== Input data ==
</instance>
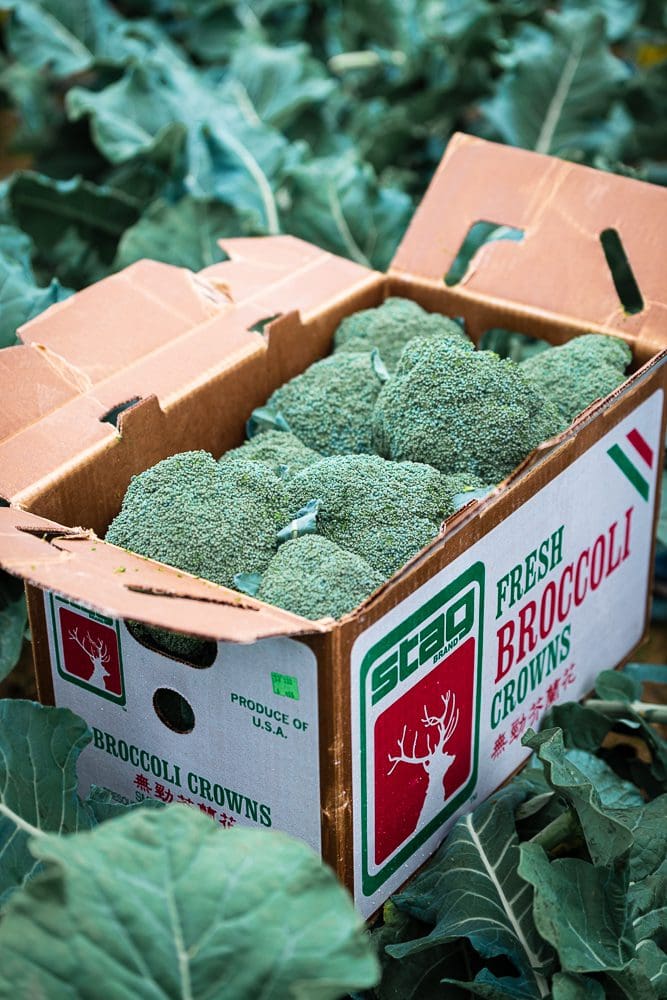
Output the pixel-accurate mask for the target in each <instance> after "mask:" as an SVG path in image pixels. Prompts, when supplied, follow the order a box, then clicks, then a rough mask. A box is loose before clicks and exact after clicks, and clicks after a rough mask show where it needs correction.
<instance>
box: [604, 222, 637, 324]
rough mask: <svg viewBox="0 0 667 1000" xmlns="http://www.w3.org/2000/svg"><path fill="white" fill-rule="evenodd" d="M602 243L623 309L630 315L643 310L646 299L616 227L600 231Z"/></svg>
mask: <svg viewBox="0 0 667 1000" xmlns="http://www.w3.org/2000/svg"><path fill="white" fill-rule="evenodd" d="M600 243H601V244H602V249H603V250H604V256H605V260H606V261H607V267H608V268H609V270H610V271H611V277H612V280H613V282H614V287H615V289H616V294H617V295H618V297H619V299H620V300H621V303H622V305H623V309H624V310H625V312H626V313H628V314H629V315H631V316H632V315H634V314H635V313H638V312H641V311H642V309H643V308H644V299H643V298H642V293H641V292H640V291H639V285H638V284H637V280H636V278H635V276H634V274H633V273H632V268H631V267H630V261H629V260H628V256H627V254H626V252H625V247H624V246H623V243H622V242H621V237H620V236H619V234H618V231H617V230H616V229H605V230H604V231H603V232H601V233H600Z"/></svg>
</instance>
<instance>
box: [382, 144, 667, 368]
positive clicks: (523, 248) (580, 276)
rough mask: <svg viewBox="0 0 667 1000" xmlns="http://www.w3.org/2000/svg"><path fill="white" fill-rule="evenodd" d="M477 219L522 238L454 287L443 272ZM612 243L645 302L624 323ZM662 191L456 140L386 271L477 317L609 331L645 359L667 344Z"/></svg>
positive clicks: (445, 155)
mask: <svg viewBox="0 0 667 1000" xmlns="http://www.w3.org/2000/svg"><path fill="white" fill-rule="evenodd" d="M480 221H487V222H493V223H497V224H499V225H508V226H513V227H515V228H517V229H522V230H523V231H524V236H523V239H522V240H521V241H519V242H516V241H509V240H497V241H495V242H491V243H487V244H486V245H484V246H483V247H482V248H481V250H480V251H479V252H478V254H476V256H475V257H474V258H473V260H472V262H471V264H470V266H469V268H468V271H467V272H466V274H465V276H464V277H463V279H462V280H461V282H459V284H457V285H453V286H450V287H447V286H446V285H445V281H444V279H445V275H446V274H447V273H448V271H449V268H450V266H451V264H452V263H453V261H454V259H455V257H456V255H457V253H458V251H459V249H460V247H461V244H462V243H463V240H464V238H465V236H466V235H467V233H468V231H469V229H470V227H471V226H472V225H473V224H474V223H476V222H480ZM608 229H614V230H616V232H617V233H618V234H619V236H620V238H621V240H622V243H623V246H624V248H625V251H626V253H627V256H628V259H629V261H630V265H631V267H632V270H633V273H634V275H635V278H636V280H637V283H638V286H639V289H640V291H641V293H642V295H643V299H644V309H643V310H641V311H640V312H638V313H636V314H633V315H628V314H627V313H626V312H625V310H624V308H623V304H622V303H621V301H620V299H619V297H618V294H617V292H616V289H615V286H614V282H613V279H612V276H611V273H610V270H609V267H608V266H607V263H606V260H605V256H604V251H603V249H602V245H601V243H600V234H601V233H602V232H604V231H605V230H608ZM666 231H667V196H666V195H665V191H664V189H663V188H660V187H658V186H657V185H653V184H646V183H643V182H641V181H636V180H633V179H629V178H626V177H620V176H618V175H615V174H611V173H607V172H604V171H599V170H593V169H591V168H589V167H583V166H580V165H578V164H573V163H568V162H566V161H564V160H559V159H556V158H554V157H550V156H544V155H541V154H538V153H532V152H528V151H526V150H522V149H516V148H514V147H511V146H504V145H499V144H496V143H489V142H486V141H485V140H482V139H477V138H473V137H471V136H466V135H462V134H460V133H457V134H456V135H454V136H453V137H452V139H451V140H450V142H449V145H448V146H447V150H446V153H445V155H444V157H443V159H442V161H441V163H440V165H439V167H438V169H437V171H436V173H435V175H434V177H433V180H432V181H431V184H430V185H429V188H428V190H427V192H426V194H425V195H424V198H423V199H422V201H421V203H420V205H419V207H418V208H417V210H416V212H415V214H414V216H413V219H412V222H411V223H410V226H409V227H408V230H407V232H406V234H405V236H404V238H403V240H402V242H401V244H400V246H399V248H398V250H397V252H396V255H395V257H394V260H393V262H392V264H391V268H390V271H389V273H390V275H391V276H392V277H394V278H395V279H397V280H398V281H399V282H400V280H401V279H403V278H405V279H406V280H408V281H412V280H414V279H416V280H417V281H418V282H422V283H424V284H425V285H427V286H429V287H431V288H434V289H438V290H439V292H440V293H441V294H442V295H443V296H446V298H447V300H448V302H449V306H448V309H449V311H450V313H451V314H452V315H457V312H456V309H457V303H458V304H459V306H460V304H461V303H469V304H474V305H475V306H476V308H477V309H480V310H482V312H484V311H485V307H486V311H487V312H488V308H489V307H495V308H498V307H500V308H503V309H505V310H510V311H512V312H516V313H518V314H519V315H524V316H525V315H529V314H532V315H533V316H541V317H543V318H544V320H545V322H551V323H553V321H560V322H563V323H565V324H566V325H567V326H570V325H572V324H573V323H574V324H577V325H579V326H582V325H584V326H586V327H588V328H589V329H591V330H595V331H600V332H607V333H615V334H616V335H617V336H621V337H623V338H624V339H626V340H627V341H628V343H630V344H631V345H632V346H633V350H634V353H635V357H636V358H638V359H639V360H640V361H642V362H643V361H646V360H648V358H649V357H650V356H651V355H652V354H655V353H656V351H657V350H659V349H660V348H661V347H662V346H663V345H664V344H665V338H666V334H665V330H666V329H667V303H666V302H665V294H664V252H663V251H661V247H664V234H665V232H666Z"/></svg>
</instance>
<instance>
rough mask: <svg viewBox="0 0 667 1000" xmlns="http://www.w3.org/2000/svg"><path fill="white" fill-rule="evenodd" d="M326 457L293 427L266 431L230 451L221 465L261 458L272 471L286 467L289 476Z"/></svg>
mask: <svg viewBox="0 0 667 1000" xmlns="http://www.w3.org/2000/svg"><path fill="white" fill-rule="evenodd" d="M321 458H322V456H321V455H320V454H318V452H316V451H313V449H312V448H307V447H306V445H305V444H304V443H303V442H302V441H299V439H298V437H297V436H296V435H295V434H291V433H290V432H289V431H264V432H263V433H261V434H258V435H257V436H256V437H254V438H252V439H251V440H250V441H246V442H245V443H244V444H242V445H241V447H240V448H234V449H233V450H232V451H228V452H226V453H225V454H224V455H223V456H222V458H221V459H220V464H221V465H223V466H224V465H227V463H228V462H238V461H239V459H240V460H242V461H245V462H258V463H260V464H262V465H267V466H268V467H269V468H270V469H271V470H272V471H274V472H277V470H278V469H280V468H286V469H287V472H286V474H285V475H286V476H293V475H294V474H295V473H297V472H300V471H301V470H302V469H305V468H306V467H307V466H309V465H312V464H313V462H319V460H320V459H321Z"/></svg>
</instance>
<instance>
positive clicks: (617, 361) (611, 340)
===
▸ **How to complete this task**: Write out the records once more, word for word, though without the pictures they contain.

▸ **Response to this task**:
</instance>
Output the pixel-accurate mask for the target in each <instance> after "mask:" as an SVG path in image pixels. Prompts, when supplied, follow the order a box, then clicks, then a rough mask. A box is loose before clicks and exact after clicks, and clicks after a rough mask show where it needs correction.
<instance>
box: [604, 222, 637, 324]
rough mask: <svg viewBox="0 0 667 1000" xmlns="http://www.w3.org/2000/svg"><path fill="white" fill-rule="evenodd" d="M602 243L623 309L630 315L643 310L646 299L616 227L600 231Z"/></svg>
mask: <svg viewBox="0 0 667 1000" xmlns="http://www.w3.org/2000/svg"><path fill="white" fill-rule="evenodd" d="M600 243H601V244H602V249H603V250H604V256H605V260H606V261H607V267H608V268H609V270H610V271H611V277H612V280H613V282H614V287H615V289H616V294H617V295H618V297H619V299H620V300H621V303H622V305H623V309H624V310H625V312H626V313H628V314H629V315H631V316H632V315H634V314H635V313H638V312H641V311H642V309H643V308H644V299H643V298H642V293H641V292H640V291H639V285H638V284H637V280H636V278H635V276H634V274H633V273H632V268H631V267H630V261H629V260H628V256H627V254H626V252H625V247H624V246H623V243H622V242H621V237H620V236H619V234H618V231H617V230H616V229H605V230H604V231H603V232H601V233H600Z"/></svg>
</instance>
<instance>
box: [382, 144, 667, 368]
positive clicks: (523, 248) (580, 276)
rough mask: <svg viewBox="0 0 667 1000" xmlns="http://www.w3.org/2000/svg"><path fill="white" fill-rule="evenodd" d="M477 219L522 238L454 287L443 272ZM612 243L645 302L624 323ZM662 191L456 140L386 271L477 317L609 331L645 359L667 344Z"/></svg>
positive clicks: (445, 155)
mask: <svg viewBox="0 0 667 1000" xmlns="http://www.w3.org/2000/svg"><path fill="white" fill-rule="evenodd" d="M480 221H487V222H493V223H497V224H499V225H508V226H513V227H515V228H517V229H522V230H523V231H524V236H523V239H522V240H521V241H519V242H516V241H509V240H497V241H495V242H491V243H487V244H486V245H484V246H483V247H482V248H481V250H480V251H479V252H478V254H476V256H475V257H474V258H473V260H472V262H471V264H470V266H469V268H468V271H467V272H466V274H465V276H464V277H463V279H462V280H461V282H459V284H457V285H453V286H450V287H447V286H446V285H445V281H444V279H445V275H446V274H447V273H448V271H449V268H450V266H451V264H452V263H453V261H454V259H455V257H456V255H457V253H458V251H459V249H460V247H461V244H462V243H463V240H464V238H465V236H466V235H467V233H468V231H469V229H470V227H471V226H472V225H473V224H474V223H476V222H480ZM608 229H614V230H616V232H617V233H618V234H619V236H620V238H621V240H622V243H623V246H624V248H625V251H626V253H627V256H628V259H629V261H630V265H631V267H632V270H633V273H634V275H635V278H636V280H637V283H638V286H639V289H640V291H641V293H642V295H643V299H644V309H643V310H641V311H640V312H638V313H636V314H633V315H628V314H627V313H626V312H625V310H624V308H623V304H622V303H621V301H620V299H619V297H618V294H617V292H616V289H615V286H614V282H613V279H612V276H611V273H610V270H609V267H608V266H607V263H606V260H605V256H604V251H603V249H602V245H601V243H600V234H601V233H602V232H604V231H605V230H608ZM666 231H667V196H666V195H665V191H664V189H663V188H660V187H658V186H657V185H653V184H646V183H643V182H641V181H636V180H633V179H629V178H626V177H620V176H618V175H615V174H611V173H607V172H604V171H599V170H593V169H591V168H589V167H583V166H580V165H578V164H573V163H568V162H566V161H564V160H559V159H556V158H554V157H550V156H544V155H541V154H538V153H532V152H528V151H526V150H522V149H516V148H514V147H511V146H504V145H499V144H496V143H489V142H486V141H485V140H482V139H477V138H473V137H471V136H466V135H462V134H460V133H457V134H456V135H454V136H453V137H452V139H451V140H450V142H449V145H448V146H447V150H446V153H445V155H444V157H443V159H442V161H441V163H440V165H439V167H438V169H437V171H436V173H435V175H434V177H433V180H432V181H431V184H430V185H429V188H428V190H427V192H426V194H425V195H424V198H423V199H422V201H421V203H420V205H419V207H418V208H417V210H416V212H415V214H414V216H413V219H412V222H411V223H410V226H409V227H408V230H407V232H406V234H405V236H404V238H403V240H402V242H401V244H400V246H399V248H398V250H397V252H396V255H395V257H394V260H393V262H392V264H391V268H390V271H389V273H390V275H391V276H392V277H394V278H395V279H397V280H398V281H399V282H400V280H401V279H403V278H405V279H406V280H408V281H412V280H414V279H416V280H417V281H418V282H422V283H424V284H425V285H427V286H429V287H431V288H434V289H438V290H439V292H440V293H441V294H442V295H443V296H446V298H447V300H448V302H449V306H448V309H449V311H450V313H451V314H452V315H457V312H456V309H457V303H458V304H459V306H460V304H461V303H469V304H474V305H475V306H476V308H477V309H480V310H482V312H484V311H485V307H486V311H487V312H488V308H489V307H495V308H498V307H500V308H503V309H505V310H510V311H512V312H516V313H518V314H519V315H524V316H525V315H529V314H532V315H533V316H541V317H543V318H544V320H545V322H551V323H553V321H560V322H563V323H565V324H566V325H567V326H570V325H572V324H573V323H574V324H577V325H579V326H582V325H584V326H586V327H588V328H589V329H591V330H595V331H600V332H607V333H615V334H616V335H617V336H621V337H623V338H624V339H626V340H627V341H628V343H630V344H631V345H632V346H633V350H634V353H635V357H636V358H638V359H639V360H640V361H642V362H643V361H646V360H648V358H649V357H650V356H651V355H652V354H655V353H656V351H657V350H659V349H660V348H661V347H662V346H663V345H664V344H665V338H666V334H665V330H666V329H667V303H666V302H665V294H664V252H663V251H661V247H664V234H665V232H666Z"/></svg>
</instance>
<instance>
rough mask: <svg viewBox="0 0 667 1000" xmlns="http://www.w3.org/2000/svg"><path fill="white" fill-rule="evenodd" d="M326 457L293 427L266 431L230 451L221 465L261 458L272 471L286 467L289 476Z"/></svg>
mask: <svg viewBox="0 0 667 1000" xmlns="http://www.w3.org/2000/svg"><path fill="white" fill-rule="evenodd" d="M321 458H322V456H321V455H320V454H318V452H316V451H313V449H312V448H307V447H306V445H305V444H304V443H303V442H302V441H299V439H298V437H297V436H296V435H295V434H291V433H290V432H289V431H264V432H263V433H261V434H258V435H257V436H256V437H254V438H252V439H251V440H250V441H246V442H245V443H244V444H242V445H241V447H240V448H234V449H233V450H232V451H228V452H226V453H225V454H224V455H223V456H222V458H221V459H220V464H221V465H223V466H224V465H227V463H228V462H238V461H239V459H240V460H242V461H245V462H258V463H260V464H262V465H267V466H268V467H269V468H270V469H271V470H272V471H274V472H277V470H278V469H280V468H286V469H287V472H286V474H285V475H286V476H293V475H294V474H295V473H297V472H300V471H301V470H302V469H305V468H306V467H307V466H309V465H312V464H313V462H319V460H320V459H321Z"/></svg>
</instance>
<instance>
positive clicks: (617, 361) (611, 340)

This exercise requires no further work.